Zadania —
(A) Odpowiedz krótko na pytania do tekstu o wyprawie na klenie i okonie.
(i) O której godzinie Grzesiek był już gotowy do drogi w dniu wyjazdu?
(ii) Kto złowił rybę na Zalewie Czystym i jakiego gatunku była?
(iii) Jak według tekstu brały klenie na rzece?
(B) Wznów tekst o wyprawie na klenie i okonie od miejsca, w którym się kończy.

Wybrany tekst —
>>>>>

Klenie, okonie i 3 nowe miejscówki – wędkarstwo spinningowe

Klenie, okonie i 3 nowe miejscówki – wędkarstwo spinningowe

Klenie to ryby, które rzadko pojawiają się w moich filmach zwłaszcza jeżeli chodzi o wędkarstwo spinningowe. Nie nastawiam się na ten gatunek i nie łowię w miejscach gdzie występują.

20.12.2015 wybraliśmy się do miejscowości Grodzisko Dolne nad Zalew Czyste. Plan był taki, że jedziemy na nową wodę w nieznane. Jeżeli brań nie będzie w Grodzisku to przemieszczamy się nad pobliską rzeką. Jeżeli na rzece będzie martwica jedziemy na najbliższą żwirownię. Ostatecznie pojechaliśmy wszędzie.

[URIS id=2529]

Z Rzeszowa wystartowaliśmy wcześnie. Grzesiek był po mnie już o 5:50. Do Grodziska jest ok godziny drogi a koniecznie chcieliśmy dojechać skoro świt. Zapakowaliśmy sprzęt, zgarnęliśmy i Adasia i w drogę. Drugim autem jechał Dawid z Romkiem. Spotkaliśmy się pod jednym z supermarketów. Szybka kawka i strzała na łowisko. Nad wodę dojechaliśmy idealnie przed 7:00. Zaczynało robić się jasno. Spokojnie można było przygotować zestawy i zacząć łowić.

Pocieszającym jest fakt, że najkrótszy dzień roku 2015 przypada na 20 grudnia. Od kolejnego weekendu wyjazdy będą tylko dłuższe. Jeżeli chodzi o Zalew Czyste w Grodzisku Dolnym – ryby nie chciały z nami współpracować. Przeszliśmy cały zbiornik dookoła. Łowiliśmy na boczny trok oraz standardowe gumy z główkami. Jedynie Romek uratował honor miejscówki dosłownie wydłubując jednego okonia z trzcin. Po krótkiej przerwie na kawę szybka decyzja – zmieniamy miejscówkę.

Mapka z dojazdem do pierwszej miejscówki – Grodzisko Dolne, zalew Czyste

Udaliśmy się kawałek dalej na pobliską rzekę. Celowo nie wymieniam nazwy miejscowości i nie pokazuję lokalizacji miejscówki ponieważ trafiliśmy na istne eldorado kleniowe. Podejrzewam, że ryby w tym miejscu grupują się na zimę. Chciałbym aby przetrwały do kolejnego sezonu co mogli by uniemożliwić amatorzy rybiego mięsa. Klenie brały jeden z drugim. Praktycznie każdy rzut uwieńczony był braniem. Ryby brały bardzo agresywnie i pewnie. Nie raz przynęta atakowana była zaraz po wpadnięciu do wody.

<<<<<

Fragmenty danych —

>>>>>

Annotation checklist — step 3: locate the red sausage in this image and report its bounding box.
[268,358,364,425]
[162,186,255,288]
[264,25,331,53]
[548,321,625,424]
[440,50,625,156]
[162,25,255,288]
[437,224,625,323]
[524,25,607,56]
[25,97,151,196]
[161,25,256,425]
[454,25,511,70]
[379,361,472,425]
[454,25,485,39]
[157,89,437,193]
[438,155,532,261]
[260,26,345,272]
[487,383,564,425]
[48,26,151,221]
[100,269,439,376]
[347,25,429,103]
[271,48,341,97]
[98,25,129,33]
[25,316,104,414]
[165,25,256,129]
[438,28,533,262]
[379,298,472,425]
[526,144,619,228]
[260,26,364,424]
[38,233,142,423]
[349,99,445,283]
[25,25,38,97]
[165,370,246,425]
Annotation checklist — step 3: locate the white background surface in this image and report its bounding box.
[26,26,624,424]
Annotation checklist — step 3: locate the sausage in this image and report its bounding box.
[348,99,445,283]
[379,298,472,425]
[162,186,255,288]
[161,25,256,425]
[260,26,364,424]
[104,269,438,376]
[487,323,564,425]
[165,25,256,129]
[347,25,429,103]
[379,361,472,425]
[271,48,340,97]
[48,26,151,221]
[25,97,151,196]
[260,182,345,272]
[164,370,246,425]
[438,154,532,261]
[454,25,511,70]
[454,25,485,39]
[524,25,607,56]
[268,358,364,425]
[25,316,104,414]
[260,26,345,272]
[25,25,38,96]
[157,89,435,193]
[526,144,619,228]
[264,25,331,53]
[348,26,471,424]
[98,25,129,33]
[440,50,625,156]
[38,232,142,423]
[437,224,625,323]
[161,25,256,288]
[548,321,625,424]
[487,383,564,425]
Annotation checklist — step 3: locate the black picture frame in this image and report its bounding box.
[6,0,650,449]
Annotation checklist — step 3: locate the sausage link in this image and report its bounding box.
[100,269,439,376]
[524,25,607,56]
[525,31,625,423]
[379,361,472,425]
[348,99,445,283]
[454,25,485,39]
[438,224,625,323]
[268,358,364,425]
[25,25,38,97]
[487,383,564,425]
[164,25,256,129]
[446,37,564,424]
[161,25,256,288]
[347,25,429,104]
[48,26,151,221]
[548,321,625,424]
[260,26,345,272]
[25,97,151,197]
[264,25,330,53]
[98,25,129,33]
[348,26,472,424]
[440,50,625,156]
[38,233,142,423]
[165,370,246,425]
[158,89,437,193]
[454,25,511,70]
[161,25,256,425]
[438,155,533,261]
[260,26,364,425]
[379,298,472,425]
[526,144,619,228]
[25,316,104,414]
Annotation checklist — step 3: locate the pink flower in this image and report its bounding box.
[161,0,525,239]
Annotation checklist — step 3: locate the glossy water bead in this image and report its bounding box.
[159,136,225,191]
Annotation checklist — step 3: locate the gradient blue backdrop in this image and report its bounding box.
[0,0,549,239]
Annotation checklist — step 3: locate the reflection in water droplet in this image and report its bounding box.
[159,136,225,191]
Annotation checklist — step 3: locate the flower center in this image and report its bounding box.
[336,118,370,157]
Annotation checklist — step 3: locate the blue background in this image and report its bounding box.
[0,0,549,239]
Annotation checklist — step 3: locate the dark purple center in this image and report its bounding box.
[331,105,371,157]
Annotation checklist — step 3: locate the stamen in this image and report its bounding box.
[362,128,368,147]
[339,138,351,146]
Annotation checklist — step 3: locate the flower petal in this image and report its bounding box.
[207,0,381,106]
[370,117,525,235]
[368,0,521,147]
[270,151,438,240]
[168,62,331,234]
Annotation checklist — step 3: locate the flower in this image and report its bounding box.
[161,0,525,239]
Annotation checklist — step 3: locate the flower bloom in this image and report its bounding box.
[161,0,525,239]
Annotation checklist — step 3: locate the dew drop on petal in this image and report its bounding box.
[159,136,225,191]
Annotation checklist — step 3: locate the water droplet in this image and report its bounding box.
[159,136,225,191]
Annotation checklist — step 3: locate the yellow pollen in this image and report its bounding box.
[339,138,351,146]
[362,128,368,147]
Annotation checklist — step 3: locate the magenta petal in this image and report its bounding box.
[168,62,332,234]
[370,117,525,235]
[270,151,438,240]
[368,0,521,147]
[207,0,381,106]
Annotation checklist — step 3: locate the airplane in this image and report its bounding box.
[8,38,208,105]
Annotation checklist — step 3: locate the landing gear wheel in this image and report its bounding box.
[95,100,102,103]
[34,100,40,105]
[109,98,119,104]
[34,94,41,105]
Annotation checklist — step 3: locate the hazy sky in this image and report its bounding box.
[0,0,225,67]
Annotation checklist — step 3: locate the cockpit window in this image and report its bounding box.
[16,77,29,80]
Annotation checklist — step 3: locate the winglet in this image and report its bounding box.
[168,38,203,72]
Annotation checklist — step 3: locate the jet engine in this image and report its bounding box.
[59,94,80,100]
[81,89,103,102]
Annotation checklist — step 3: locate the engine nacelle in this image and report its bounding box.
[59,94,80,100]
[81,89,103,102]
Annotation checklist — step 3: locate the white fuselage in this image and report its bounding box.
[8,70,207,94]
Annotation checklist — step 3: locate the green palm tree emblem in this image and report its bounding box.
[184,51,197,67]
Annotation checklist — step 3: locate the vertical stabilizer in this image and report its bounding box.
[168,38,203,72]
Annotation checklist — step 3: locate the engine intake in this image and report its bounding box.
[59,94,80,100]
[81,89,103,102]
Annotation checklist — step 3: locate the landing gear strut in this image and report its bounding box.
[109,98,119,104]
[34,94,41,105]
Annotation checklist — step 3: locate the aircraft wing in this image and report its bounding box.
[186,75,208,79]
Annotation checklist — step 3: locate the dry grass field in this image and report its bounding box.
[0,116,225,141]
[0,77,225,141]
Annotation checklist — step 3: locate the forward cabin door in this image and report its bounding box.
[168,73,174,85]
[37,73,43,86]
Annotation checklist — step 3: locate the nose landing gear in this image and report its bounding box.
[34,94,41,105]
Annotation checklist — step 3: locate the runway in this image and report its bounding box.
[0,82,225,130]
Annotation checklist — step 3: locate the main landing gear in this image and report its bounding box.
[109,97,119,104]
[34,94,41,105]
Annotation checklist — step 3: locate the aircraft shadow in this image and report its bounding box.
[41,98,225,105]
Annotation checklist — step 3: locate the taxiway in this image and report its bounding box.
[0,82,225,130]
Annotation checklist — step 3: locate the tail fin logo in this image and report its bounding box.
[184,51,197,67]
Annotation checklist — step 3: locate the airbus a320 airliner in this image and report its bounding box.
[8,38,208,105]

<<<<<
>>>>>

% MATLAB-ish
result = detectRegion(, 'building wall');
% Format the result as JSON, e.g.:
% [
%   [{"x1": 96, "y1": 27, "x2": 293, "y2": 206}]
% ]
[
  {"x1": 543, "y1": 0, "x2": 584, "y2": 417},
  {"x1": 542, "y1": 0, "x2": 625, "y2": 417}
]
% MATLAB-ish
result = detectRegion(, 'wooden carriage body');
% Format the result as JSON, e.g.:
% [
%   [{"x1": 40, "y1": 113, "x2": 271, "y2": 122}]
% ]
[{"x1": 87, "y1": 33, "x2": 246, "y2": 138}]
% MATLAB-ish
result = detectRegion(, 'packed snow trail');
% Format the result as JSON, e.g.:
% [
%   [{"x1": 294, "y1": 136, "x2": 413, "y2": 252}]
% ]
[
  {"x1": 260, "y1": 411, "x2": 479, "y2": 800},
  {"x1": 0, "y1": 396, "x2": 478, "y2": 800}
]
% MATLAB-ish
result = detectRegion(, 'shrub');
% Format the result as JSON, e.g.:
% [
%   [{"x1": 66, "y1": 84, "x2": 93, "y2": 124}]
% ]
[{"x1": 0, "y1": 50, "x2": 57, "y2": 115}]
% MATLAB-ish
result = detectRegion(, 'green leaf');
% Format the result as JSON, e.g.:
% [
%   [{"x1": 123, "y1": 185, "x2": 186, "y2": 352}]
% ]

<<<<<
>>>>>

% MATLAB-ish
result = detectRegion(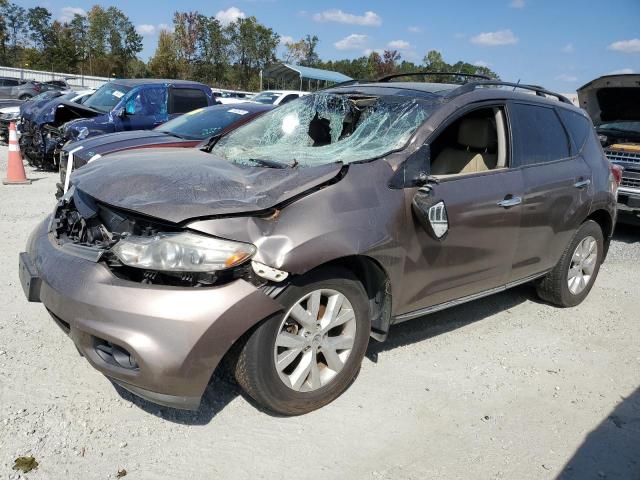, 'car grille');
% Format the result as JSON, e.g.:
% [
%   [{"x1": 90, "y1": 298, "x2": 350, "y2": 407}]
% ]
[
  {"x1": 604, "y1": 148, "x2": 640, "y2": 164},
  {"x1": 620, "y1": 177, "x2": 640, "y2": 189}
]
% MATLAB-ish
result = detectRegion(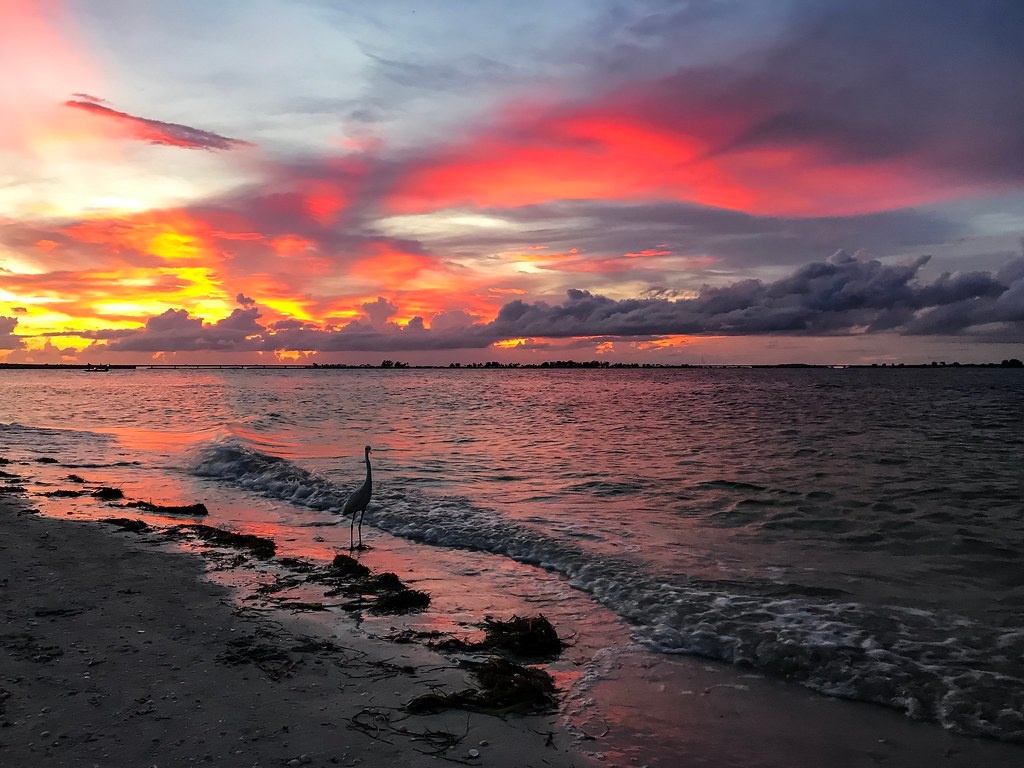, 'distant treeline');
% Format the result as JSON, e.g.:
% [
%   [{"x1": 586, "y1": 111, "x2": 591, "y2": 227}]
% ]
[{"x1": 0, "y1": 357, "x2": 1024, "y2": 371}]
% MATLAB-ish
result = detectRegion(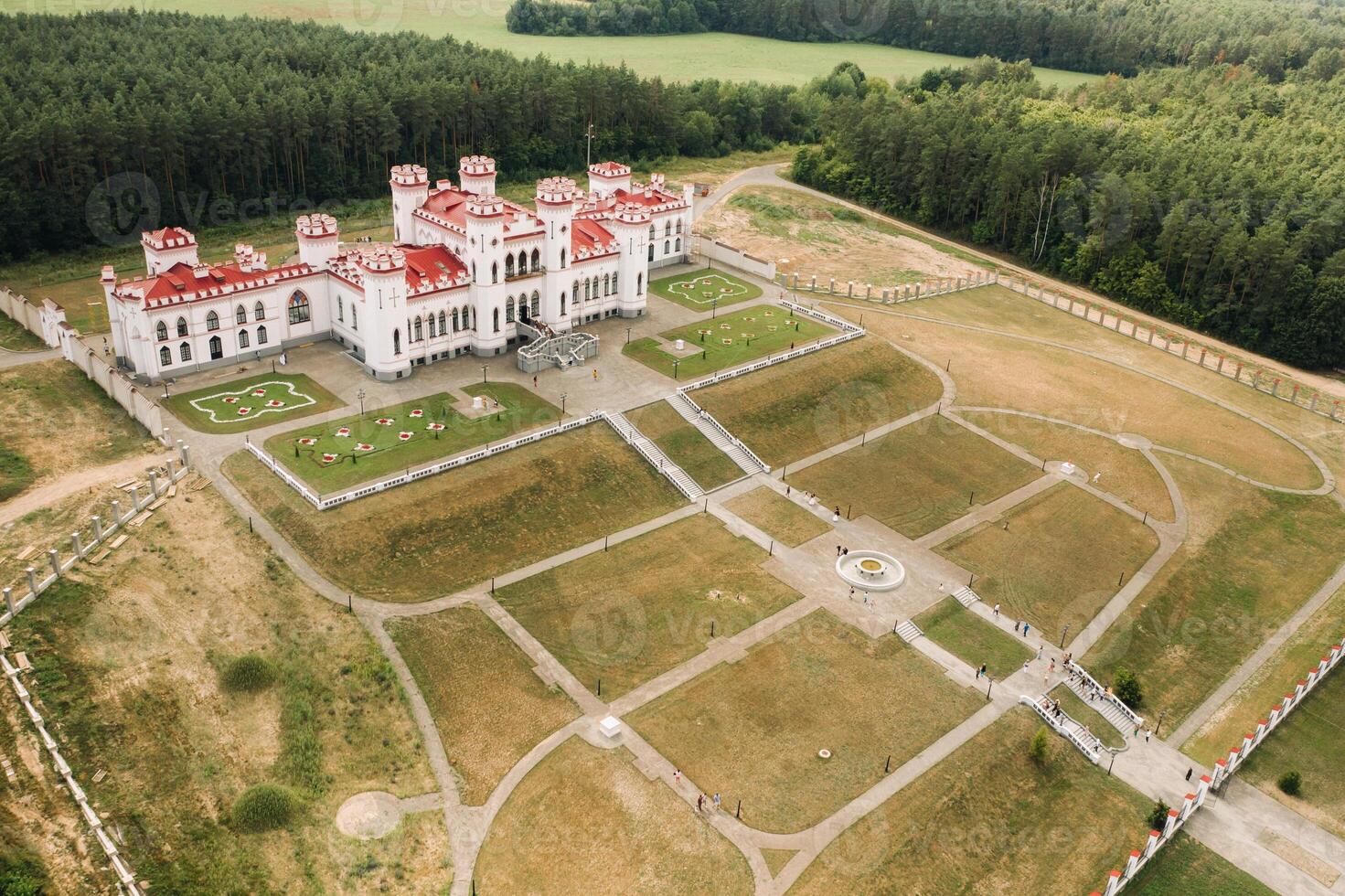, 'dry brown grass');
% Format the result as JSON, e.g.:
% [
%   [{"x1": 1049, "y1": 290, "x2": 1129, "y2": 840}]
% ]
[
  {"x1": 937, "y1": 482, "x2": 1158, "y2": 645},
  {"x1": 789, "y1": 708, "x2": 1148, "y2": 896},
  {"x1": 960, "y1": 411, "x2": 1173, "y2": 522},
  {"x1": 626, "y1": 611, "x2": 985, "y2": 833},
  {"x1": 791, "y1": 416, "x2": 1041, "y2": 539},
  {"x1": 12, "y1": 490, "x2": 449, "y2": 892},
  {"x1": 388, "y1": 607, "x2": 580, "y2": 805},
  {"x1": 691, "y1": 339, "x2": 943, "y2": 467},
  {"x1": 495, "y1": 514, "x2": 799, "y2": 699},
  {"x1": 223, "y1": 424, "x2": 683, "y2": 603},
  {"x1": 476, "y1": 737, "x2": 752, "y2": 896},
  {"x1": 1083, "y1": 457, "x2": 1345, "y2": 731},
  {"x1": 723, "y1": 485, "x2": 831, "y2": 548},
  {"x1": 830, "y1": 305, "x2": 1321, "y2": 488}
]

<<<<<

Odpowiedzi —
(A)
(i) O 5:50.
(ii) Romek złowił okonia.
(iii) Bardzo agresywnie i pewnie. Praktycznie każdy rzut kończył się braniem, a przynęta nieraz była atakowana zaraz po wpadnięciu do wody.

(B)
Nie wszystkie brania dało się zaciąć. Miło mi to napisać, najlepsze wyniki miałem ja. Cieszyłem się do tego stopnia, że byłem przekonany iż to moja twarz uczciwie znajdzie się na miniaturce filmu. Na miniaturze umieszczam osobę, która w danym dniu złowi najładniejszą rybę. Nie byłem wtedy świadom co stanie się na kolejnej miejscówce. Takie brania powinny być zawsze, niestety tak nie jest. Ryb jest jak na lekarstwo dlatego należy chronić takie miejsca.

Po ok 2ch godzinach po prostu klenie nam się znudziły. Tak własnie. Nie było to już przyjemne wyciągania kolejnej małej ryby. Większych w tym miejscu chyba po prostu nie było. Na taką ilość wyciągniętych sztuk (ok 30) nie trafiło się nic większego. Kolejna szybka decyzja – zmieniamy miejscówkę. Ponieważ trochę zgłodnieliśmy postanowiliśmy wybrać miejsce, w którym da się rozpalić ognisko. Romek wiedział, że w okolicy jest żwirowisko. Miejsce to dobrze widać z drogi. Kilka razy tamtędy przejeżdżał.

Docieramy na miejsce. Żwirownia znajduje się w miejscowości Świętoniowa. Przepiękny piaszczysty zbiornik ze stromymi brzegami. Rozpaliliśmy ognisko. Standardowo nad ogniem zameldowała się kiełbasa i fasolka po bretońsku. Po zjedzeniu jako pierwszy wędkę zarzucił Grzesiek. Pierwszy rzut i słyszymy krzyk, że jest ryba. Naszym oczom ukazał się przepiękny okoń. Ryba ta zdetronizowała mnie z miniaturki. Takie jest życie. Szkoda było by nie pokazać takiego okazu.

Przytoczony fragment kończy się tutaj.